▶ [Task statement]
Set out all the rows below as a Markdown table with two columns, No. and Line. Each line gets its number and its text, and blank lines are left out.

▶ [Data supplied]
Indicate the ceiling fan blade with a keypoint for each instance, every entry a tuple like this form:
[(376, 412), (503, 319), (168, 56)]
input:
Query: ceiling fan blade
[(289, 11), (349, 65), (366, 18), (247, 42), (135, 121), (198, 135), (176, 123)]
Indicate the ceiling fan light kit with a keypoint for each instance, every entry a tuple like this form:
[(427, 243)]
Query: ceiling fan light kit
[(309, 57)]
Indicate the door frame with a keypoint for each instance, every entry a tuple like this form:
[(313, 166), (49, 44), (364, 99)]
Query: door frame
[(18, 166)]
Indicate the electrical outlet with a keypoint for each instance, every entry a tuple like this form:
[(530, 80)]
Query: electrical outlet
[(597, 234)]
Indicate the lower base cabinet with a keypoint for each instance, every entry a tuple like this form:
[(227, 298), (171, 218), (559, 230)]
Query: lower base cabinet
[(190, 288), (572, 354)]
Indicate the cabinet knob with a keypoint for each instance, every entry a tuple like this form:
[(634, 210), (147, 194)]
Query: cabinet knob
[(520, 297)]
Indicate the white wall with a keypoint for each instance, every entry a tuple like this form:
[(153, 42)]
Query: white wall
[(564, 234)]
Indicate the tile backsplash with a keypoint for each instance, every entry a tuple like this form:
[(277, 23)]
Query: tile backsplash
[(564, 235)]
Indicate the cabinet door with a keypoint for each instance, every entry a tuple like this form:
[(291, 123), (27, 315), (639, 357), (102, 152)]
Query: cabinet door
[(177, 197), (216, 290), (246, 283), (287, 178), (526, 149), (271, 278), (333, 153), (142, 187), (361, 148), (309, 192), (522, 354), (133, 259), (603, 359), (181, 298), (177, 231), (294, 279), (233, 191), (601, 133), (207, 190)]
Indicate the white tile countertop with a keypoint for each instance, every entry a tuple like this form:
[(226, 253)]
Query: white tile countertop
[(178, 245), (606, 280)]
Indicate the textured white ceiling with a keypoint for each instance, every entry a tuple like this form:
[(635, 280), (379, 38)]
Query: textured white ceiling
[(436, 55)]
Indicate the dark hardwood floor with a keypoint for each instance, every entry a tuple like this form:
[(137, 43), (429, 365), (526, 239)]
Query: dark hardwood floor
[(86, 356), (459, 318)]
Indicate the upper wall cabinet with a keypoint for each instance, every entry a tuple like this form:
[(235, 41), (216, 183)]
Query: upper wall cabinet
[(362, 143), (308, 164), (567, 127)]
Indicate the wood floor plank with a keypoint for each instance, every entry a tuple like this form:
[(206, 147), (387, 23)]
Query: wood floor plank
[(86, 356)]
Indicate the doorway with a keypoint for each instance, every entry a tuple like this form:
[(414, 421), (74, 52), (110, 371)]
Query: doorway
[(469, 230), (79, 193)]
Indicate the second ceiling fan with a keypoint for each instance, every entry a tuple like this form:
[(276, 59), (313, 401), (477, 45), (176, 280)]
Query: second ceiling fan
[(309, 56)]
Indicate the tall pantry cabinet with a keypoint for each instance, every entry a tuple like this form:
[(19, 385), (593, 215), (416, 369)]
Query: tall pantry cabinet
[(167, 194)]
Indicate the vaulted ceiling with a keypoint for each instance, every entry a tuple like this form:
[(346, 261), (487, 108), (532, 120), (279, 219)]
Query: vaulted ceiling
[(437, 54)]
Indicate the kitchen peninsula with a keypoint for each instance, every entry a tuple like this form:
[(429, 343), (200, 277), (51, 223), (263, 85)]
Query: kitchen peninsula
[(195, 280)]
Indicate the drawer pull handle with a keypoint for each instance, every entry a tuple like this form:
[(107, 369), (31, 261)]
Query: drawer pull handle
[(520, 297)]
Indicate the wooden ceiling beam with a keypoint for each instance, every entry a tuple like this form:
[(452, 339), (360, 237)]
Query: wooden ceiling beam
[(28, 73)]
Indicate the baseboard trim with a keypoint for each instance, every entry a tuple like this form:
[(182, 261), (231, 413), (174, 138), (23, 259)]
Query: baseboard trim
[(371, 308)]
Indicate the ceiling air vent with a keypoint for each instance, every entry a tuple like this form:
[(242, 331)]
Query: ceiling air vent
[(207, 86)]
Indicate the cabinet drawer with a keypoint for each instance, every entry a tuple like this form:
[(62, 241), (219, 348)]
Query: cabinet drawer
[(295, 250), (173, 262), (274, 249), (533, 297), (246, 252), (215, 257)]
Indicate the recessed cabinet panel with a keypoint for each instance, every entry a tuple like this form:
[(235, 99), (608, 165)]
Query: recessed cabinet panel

▶ [Response]
| No. | Line |
|---|---|
| 1 | Indicate the ceiling fan blade with a keypoint for each instance, every entry a tuple like this form: |
| 2 | [(376, 412), (503, 319), (168, 56)] |
| 3 | input: |
| 4 | Query: ceiling fan blade |
| 5 | [(289, 11), (349, 65), (366, 18), (247, 42), (135, 121), (198, 135), (176, 123)] |
| 6 | Indicate the ceiling fan light kit with a keypoint for each instance, every entry a tuple like this form: |
| 7 | [(427, 243)] |
| 8 | Query: ceiling fan light kit |
| 9 | [(309, 57)] |
| 10 | Indicate the door frame with a keypoint for each instance, every entry a tuple like this form: |
| 11 | [(313, 166), (49, 44), (364, 99)] |
| 12 | Query: door frame |
| 13 | [(18, 166)] |
| 14 | Indicate the electrical outlet with a keypoint for each instance, every entry a tuple like this form: |
| 15 | [(530, 80)] |
| 16 | Query: electrical outlet |
| 17 | [(597, 234)] |
| 18 | Indicate the lower base cabinet with a keypoint for each instance, every entry a tuple like this form: |
| 19 | [(227, 298), (171, 218), (559, 230)] |
| 20 | Query: lower base cabinet |
| 21 | [(190, 288), (572, 354)] |
| 22 | Indicate the cabinet knob with a keypoint for each instance, every entry a tuple like this form: |
| 23 | [(634, 210), (147, 194)] |
| 24 | Query: cabinet knob |
| 25 | [(520, 297)] |
| 26 | Indicate the white wall with a keypoint for each instance, every entry a tuple like this form: |
| 27 | [(153, 42)] |
| 28 | Query: white wall |
| 29 | [(564, 234)] |
| 30 | Indicate the tile backsplash with a keypoint for each instance, every entry a tuple like this form: |
| 31 | [(277, 23)] |
| 32 | Query: tile backsplash |
| 33 | [(564, 235)] |
| 34 | Indicate the cabinet door with a keypoint for each instance, every entry a tuple like this form: |
| 35 | [(291, 123), (27, 315), (639, 357), (102, 152)] |
| 36 | Query: cabinet door |
| 37 | [(177, 197), (216, 290), (246, 283), (287, 178), (526, 149), (271, 278), (333, 153), (142, 187), (361, 148), (309, 192), (522, 354), (133, 259), (603, 359), (181, 298), (177, 231), (294, 279), (233, 191), (601, 133), (207, 190)] |
| 38 | Indicate the white tile countertop with a keypoint for each instance, every entry a tuple like this form: |
| 39 | [(226, 253)] |
| 40 | Query: white tile countertop |
| 41 | [(178, 245), (606, 280)] |
| 42 | Indicate the textured white ceiling with a keypoint for each instance, every entry a tuple like this form: |
| 43 | [(635, 280), (379, 38)] |
| 44 | Query: textured white ceiling |
| 45 | [(436, 55)] |
| 46 | Indicate the dark hardwood floor with a keypoint for each instance, every entry a tuple like this form: |
| 47 | [(137, 43), (429, 365), (526, 239)] |
| 48 | Query: dark hardwood floor |
| 49 | [(86, 356), (459, 318)] |
| 50 | Indicate the upper wall cabinet with a keypoint for each instance, every entry a tuple like this form: |
| 51 | [(235, 41), (216, 183)] |
| 52 | Query: upper wall cabinet |
| 53 | [(362, 143), (308, 164), (567, 127)] |
| 54 | Indicate the wood floor plank with a keypoint for each instance, every entry a tuple like this form: |
| 55 | [(206, 147), (387, 23)] |
| 56 | Query: wood floor plank |
| 57 | [(86, 356)] |
| 58 | Indicate the doorway with a keypoint for each instance, every entry a tuple like this form: |
| 59 | [(414, 421), (74, 52), (110, 371)] |
| 60 | Query: doorway |
| 61 | [(469, 230), (79, 193)] |
| 62 | Indicate the second ceiling fan with a keypoint for each instance, every entry a tuple like this form: |
| 63 | [(276, 59), (313, 401), (477, 45), (176, 280)] |
| 64 | Query: second ceiling fan |
| 65 | [(309, 56)] |
| 66 | Indicate the tall pantry cabinet with a keypoint for each instance, every entry a tuple like this form: |
| 67 | [(19, 385), (593, 215), (416, 369)] |
| 68 | Query: tall pantry cabinet |
| 69 | [(167, 194)] |
| 70 | Indicate the vaulted ceiling with a keypoint for each instance, every entry a tuple like this form: |
| 71 | [(346, 261), (487, 108), (532, 120), (279, 219)] |
| 72 | Query: vaulted ceiling |
| 73 | [(437, 54)] |
| 74 | Indicate the kitchen peninsula with a keypoint for each instance, every entry a tuple like this form: |
| 75 | [(429, 343), (200, 277), (51, 223), (263, 85)] |
| 76 | Query: kitchen peninsula |
| 77 | [(195, 280)] |
| 78 | Indicate the drawer pull handle with a keypoint for each instance, every entry a tuple like this form: |
| 79 | [(107, 369), (31, 261)] |
| 80 | Query: drawer pull handle |
| 81 | [(520, 297)] |
| 82 | Indicate the wooden ceiling beam with a keypoint for each instance, every entry a tuple like this form: |
| 83 | [(452, 339), (360, 237)] |
| 84 | Query: wooden ceiling beam |
| 85 | [(28, 73)] |
| 86 | Indicate the baseboard trim with a keypoint for each instance, every entry a tuple like this form: |
| 87 | [(182, 261), (231, 413), (174, 138), (23, 259)] |
| 88 | Query: baseboard trim |
| 89 | [(371, 308)] |
| 90 | Indicate the ceiling air vent with a keypoint for each instance, every entry a tuple like this form: |
| 91 | [(242, 331)] |
| 92 | Query: ceiling air vent |
| 93 | [(207, 86)] |
| 94 | Indicate the cabinet drawer with a keypoint for each instance, every entry a tuple like this form: |
| 95 | [(62, 241), (219, 348)] |
| 96 | Query: cabinet drawer |
| 97 | [(295, 250), (173, 262), (274, 249), (533, 297), (246, 252), (215, 257)] |
| 98 | Indicate the recessed cabinet panel with a keypoint for each instance, every entry a tuple like this form: |
| 99 | [(235, 99), (608, 165)] |
| 100 | Query: recessed cabinet panel |